INPUT ROWS:
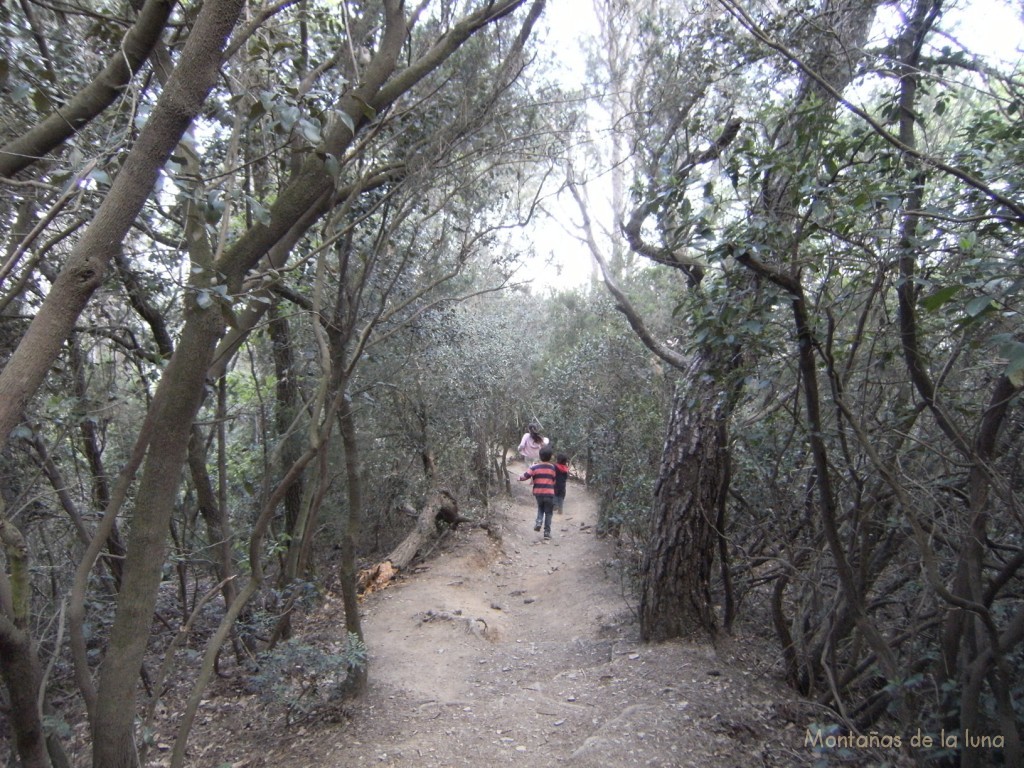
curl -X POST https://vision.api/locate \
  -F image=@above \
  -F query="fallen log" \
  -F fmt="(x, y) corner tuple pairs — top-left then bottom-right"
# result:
(358, 488), (470, 594)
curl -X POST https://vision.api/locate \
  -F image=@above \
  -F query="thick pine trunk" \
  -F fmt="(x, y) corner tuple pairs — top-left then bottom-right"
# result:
(640, 355), (728, 641)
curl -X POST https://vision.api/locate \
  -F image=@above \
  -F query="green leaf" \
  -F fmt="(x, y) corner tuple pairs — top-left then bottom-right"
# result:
(967, 296), (992, 317)
(1001, 341), (1024, 387)
(921, 285), (964, 312)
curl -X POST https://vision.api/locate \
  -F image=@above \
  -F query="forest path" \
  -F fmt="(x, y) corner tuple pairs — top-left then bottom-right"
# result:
(234, 463), (811, 768)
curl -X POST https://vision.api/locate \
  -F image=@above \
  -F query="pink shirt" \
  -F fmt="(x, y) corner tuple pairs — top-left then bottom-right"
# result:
(519, 432), (548, 460)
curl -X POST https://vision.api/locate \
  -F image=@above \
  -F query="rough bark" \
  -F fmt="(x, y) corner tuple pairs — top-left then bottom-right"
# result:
(0, 512), (50, 768)
(640, 356), (728, 641)
(358, 488), (466, 592)
(0, 0), (175, 178)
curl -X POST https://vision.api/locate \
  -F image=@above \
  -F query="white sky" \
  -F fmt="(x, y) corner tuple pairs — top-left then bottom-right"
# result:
(516, 0), (1024, 290)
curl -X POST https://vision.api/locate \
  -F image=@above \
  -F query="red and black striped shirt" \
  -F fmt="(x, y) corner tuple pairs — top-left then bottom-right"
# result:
(519, 462), (555, 496)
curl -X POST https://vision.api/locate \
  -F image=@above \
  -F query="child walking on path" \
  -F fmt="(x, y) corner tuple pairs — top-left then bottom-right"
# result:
(518, 423), (549, 467)
(554, 454), (569, 514)
(519, 445), (555, 539)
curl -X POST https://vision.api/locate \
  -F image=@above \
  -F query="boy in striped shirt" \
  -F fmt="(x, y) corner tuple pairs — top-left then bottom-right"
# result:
(519, 445), (555, 539)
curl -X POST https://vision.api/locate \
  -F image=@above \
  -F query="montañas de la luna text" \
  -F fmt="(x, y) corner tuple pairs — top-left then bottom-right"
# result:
(804, 728), (1005, 750)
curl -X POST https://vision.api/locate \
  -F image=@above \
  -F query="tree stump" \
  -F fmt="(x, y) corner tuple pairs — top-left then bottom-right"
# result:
(358, 488), (469, 594)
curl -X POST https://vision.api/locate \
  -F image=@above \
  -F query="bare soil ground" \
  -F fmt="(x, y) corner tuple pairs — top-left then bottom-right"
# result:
(167, 473), (815, 768)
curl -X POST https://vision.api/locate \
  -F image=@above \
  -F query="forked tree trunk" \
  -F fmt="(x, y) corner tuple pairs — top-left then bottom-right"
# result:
(359, 488), (466, 591)
(640, 355), (728, 641)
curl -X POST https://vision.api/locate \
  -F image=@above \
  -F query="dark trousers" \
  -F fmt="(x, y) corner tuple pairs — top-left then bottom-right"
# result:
(534, 496), (555, 537)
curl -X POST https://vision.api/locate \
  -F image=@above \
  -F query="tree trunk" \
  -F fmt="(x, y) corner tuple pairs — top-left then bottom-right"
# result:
(359, 488), (466, 590)
(338, 392), (369, 696)
(0, 514), (50, 768)
(640, 354), (728, 641)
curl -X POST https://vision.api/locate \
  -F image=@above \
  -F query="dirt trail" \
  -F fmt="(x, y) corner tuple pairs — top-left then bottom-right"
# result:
(228, 464), (811, 768)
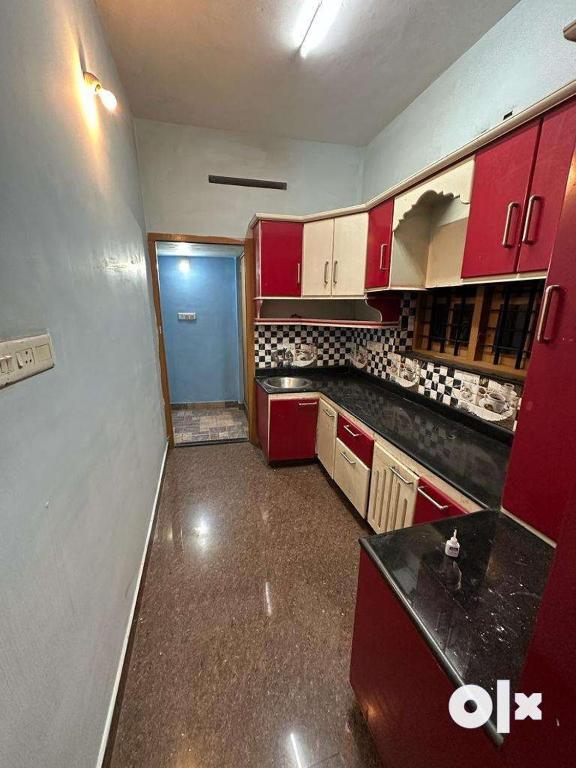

WHAT TO PRODUCE: Which lines in the entries above contain the word "striped"? Copy each of those lines in full.

WORKED SOLUTION:
  -F query="red and black striped shirt" \
  -F query="boy in striped shirt" \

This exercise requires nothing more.